[Region pointing data]
+ + + + + + +

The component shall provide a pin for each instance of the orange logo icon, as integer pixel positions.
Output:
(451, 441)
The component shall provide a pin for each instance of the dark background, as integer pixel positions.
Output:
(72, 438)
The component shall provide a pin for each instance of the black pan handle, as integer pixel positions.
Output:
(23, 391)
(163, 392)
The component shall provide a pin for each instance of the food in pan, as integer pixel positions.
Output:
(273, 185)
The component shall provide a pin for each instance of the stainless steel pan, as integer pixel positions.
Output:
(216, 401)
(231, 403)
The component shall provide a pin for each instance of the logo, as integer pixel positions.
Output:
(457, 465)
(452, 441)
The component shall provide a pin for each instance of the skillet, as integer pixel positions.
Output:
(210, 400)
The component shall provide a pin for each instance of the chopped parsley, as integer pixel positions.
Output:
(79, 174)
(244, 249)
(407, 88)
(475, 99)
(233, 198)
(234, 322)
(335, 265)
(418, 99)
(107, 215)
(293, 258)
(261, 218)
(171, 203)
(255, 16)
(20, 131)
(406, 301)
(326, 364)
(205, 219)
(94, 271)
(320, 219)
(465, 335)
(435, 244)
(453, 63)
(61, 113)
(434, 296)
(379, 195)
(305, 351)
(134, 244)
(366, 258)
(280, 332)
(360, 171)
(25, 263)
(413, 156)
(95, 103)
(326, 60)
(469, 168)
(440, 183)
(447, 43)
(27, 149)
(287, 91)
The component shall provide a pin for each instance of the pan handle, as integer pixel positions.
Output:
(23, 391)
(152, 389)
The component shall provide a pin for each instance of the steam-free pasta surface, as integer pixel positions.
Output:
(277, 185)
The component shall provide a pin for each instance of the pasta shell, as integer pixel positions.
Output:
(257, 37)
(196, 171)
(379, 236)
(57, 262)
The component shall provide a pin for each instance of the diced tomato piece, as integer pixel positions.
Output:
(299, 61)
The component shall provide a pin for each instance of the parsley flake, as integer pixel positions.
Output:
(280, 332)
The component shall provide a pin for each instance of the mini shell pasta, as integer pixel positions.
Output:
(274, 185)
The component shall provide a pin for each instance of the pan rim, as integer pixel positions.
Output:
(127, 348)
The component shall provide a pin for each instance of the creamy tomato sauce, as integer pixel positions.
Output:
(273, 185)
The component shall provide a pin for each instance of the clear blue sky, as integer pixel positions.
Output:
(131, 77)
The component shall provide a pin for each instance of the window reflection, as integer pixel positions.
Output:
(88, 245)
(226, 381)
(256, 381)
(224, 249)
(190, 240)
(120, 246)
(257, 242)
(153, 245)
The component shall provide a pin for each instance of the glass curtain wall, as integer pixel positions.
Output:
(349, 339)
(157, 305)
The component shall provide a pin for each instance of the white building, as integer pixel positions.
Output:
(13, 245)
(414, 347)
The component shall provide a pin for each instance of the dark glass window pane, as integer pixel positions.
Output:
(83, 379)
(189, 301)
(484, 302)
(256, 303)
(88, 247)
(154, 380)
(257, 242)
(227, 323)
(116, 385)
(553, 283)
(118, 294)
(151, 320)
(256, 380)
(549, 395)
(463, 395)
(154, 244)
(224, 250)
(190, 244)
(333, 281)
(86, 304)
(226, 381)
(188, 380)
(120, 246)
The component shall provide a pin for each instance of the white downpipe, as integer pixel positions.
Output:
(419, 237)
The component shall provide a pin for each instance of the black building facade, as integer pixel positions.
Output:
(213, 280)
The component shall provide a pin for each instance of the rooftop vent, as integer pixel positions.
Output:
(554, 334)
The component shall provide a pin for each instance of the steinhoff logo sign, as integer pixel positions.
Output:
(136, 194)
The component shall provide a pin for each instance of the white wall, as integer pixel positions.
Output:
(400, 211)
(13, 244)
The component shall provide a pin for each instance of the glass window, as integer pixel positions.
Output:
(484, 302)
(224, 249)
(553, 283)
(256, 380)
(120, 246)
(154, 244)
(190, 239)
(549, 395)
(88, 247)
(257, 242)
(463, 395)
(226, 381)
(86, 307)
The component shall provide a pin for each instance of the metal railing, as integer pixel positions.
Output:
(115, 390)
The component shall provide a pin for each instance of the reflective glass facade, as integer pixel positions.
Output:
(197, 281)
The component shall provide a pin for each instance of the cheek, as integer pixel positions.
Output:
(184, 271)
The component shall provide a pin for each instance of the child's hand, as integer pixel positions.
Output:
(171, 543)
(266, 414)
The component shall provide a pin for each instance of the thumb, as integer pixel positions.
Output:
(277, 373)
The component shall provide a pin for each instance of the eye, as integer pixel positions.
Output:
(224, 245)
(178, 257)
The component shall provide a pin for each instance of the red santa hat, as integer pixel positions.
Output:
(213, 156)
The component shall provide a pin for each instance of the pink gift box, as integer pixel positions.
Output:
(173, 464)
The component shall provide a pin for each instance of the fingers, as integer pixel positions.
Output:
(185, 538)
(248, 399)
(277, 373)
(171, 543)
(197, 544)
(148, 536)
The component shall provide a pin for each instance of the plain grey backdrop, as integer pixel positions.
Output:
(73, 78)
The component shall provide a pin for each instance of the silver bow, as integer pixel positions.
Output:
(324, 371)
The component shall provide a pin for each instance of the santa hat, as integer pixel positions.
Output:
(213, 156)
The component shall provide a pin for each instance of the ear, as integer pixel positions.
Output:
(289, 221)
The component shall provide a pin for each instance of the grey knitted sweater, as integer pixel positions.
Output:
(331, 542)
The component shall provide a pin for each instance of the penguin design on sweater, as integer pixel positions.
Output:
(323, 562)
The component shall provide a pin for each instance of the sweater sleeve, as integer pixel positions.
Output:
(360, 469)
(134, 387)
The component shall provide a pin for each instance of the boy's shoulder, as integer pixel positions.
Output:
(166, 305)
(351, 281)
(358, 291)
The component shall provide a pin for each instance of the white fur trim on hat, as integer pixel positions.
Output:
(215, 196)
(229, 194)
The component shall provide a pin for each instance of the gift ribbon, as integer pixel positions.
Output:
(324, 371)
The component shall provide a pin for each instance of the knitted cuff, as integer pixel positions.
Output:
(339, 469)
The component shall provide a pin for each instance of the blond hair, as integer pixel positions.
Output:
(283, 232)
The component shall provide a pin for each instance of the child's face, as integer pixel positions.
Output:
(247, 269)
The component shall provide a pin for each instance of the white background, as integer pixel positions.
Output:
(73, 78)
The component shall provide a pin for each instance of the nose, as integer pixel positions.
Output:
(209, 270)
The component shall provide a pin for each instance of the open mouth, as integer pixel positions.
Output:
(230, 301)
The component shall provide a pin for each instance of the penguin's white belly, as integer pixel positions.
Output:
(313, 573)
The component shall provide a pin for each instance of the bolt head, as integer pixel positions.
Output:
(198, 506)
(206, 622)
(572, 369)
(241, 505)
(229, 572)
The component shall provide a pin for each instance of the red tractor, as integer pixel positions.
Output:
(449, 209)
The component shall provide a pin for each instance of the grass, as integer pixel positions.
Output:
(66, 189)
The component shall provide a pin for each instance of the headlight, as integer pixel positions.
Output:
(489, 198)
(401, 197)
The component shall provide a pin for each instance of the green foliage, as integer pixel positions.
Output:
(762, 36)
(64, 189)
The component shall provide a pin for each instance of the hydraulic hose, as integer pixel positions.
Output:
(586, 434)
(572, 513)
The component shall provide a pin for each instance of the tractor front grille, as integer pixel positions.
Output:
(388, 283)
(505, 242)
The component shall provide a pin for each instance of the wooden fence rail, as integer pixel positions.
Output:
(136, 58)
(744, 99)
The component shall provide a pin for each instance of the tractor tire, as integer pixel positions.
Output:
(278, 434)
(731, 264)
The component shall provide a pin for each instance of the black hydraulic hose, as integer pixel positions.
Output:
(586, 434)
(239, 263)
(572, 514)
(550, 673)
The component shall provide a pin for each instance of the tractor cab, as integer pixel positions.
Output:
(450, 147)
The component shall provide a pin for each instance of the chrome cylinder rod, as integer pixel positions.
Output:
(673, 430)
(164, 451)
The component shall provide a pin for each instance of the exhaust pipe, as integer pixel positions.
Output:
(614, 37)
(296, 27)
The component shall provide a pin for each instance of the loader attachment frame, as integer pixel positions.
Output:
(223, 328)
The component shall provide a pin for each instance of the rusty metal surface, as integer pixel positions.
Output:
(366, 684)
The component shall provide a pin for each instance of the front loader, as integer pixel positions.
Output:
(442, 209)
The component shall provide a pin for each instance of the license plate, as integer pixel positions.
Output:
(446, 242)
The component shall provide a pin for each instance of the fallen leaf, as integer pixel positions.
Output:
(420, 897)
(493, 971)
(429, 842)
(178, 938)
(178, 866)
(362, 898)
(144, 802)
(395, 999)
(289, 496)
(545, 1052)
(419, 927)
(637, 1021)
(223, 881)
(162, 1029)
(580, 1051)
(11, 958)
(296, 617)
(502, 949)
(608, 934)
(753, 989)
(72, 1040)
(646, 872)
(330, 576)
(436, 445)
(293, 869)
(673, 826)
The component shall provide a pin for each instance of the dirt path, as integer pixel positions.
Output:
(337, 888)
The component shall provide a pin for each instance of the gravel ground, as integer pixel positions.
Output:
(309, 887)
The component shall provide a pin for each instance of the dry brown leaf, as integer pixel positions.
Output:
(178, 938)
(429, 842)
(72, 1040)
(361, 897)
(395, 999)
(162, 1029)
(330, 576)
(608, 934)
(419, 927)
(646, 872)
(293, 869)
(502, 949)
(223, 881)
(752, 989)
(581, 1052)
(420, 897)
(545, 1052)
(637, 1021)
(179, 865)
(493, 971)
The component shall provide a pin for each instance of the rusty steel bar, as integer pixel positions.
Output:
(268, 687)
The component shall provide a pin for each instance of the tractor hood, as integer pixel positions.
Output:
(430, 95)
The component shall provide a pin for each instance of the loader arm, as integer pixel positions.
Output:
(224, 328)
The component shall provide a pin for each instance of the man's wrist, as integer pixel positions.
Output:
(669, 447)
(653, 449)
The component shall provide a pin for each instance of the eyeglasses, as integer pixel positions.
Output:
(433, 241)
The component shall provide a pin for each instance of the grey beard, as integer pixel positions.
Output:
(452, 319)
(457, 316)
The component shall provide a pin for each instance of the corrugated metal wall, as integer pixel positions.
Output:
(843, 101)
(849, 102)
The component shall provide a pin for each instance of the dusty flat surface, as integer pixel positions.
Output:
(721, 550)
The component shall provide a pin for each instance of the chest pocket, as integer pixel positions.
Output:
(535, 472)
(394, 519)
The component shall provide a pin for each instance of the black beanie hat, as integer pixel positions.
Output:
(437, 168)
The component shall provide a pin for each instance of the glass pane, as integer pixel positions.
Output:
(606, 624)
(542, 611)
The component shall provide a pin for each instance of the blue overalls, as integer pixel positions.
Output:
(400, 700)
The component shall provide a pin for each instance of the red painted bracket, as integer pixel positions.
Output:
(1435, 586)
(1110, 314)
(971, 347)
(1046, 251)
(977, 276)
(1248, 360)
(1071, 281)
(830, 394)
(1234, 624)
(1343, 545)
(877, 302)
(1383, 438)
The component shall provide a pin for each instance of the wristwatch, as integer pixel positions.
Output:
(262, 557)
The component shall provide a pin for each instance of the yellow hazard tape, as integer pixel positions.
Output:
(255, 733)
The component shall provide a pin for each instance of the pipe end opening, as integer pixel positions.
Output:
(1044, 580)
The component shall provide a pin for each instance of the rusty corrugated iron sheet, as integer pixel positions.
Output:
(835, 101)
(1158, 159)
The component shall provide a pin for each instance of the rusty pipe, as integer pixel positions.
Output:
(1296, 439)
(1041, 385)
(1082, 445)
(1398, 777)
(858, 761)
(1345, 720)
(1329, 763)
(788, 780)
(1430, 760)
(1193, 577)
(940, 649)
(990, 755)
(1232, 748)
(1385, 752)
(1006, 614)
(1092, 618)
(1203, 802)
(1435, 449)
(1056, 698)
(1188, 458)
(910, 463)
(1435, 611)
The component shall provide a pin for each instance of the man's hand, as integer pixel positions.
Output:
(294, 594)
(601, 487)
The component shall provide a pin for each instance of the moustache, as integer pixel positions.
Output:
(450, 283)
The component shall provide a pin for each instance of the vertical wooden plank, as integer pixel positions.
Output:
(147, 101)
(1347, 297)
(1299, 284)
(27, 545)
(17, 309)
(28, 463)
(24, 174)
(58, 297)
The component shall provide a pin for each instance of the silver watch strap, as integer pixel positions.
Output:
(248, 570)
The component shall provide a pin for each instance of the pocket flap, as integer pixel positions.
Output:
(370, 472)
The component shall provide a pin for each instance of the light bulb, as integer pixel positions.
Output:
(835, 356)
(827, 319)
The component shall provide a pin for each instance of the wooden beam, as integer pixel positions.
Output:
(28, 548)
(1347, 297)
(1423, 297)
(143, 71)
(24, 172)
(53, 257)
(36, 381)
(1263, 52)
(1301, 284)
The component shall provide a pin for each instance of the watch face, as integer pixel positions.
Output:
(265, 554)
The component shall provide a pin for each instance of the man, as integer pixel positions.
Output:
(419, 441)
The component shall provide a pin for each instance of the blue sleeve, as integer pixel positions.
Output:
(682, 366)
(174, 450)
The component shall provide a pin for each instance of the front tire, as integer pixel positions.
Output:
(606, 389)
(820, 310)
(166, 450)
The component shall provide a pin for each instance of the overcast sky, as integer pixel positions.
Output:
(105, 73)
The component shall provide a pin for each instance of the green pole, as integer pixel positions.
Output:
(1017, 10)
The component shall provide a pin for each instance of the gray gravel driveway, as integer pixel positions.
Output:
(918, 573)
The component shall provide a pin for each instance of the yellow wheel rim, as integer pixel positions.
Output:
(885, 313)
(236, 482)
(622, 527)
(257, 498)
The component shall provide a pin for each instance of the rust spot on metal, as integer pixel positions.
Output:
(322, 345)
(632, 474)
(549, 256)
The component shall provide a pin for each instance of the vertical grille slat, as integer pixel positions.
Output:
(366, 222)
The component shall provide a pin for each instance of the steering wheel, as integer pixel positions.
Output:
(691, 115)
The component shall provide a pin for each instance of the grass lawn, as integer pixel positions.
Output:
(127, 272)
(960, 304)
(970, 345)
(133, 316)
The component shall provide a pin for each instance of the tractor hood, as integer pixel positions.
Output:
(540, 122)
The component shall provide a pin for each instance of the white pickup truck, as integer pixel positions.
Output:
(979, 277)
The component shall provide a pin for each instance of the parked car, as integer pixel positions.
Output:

+ + + + + + +

**Task to carry out**
Please say only the number of lines in the data that hold "tomato".

**Reply to the exercise**
2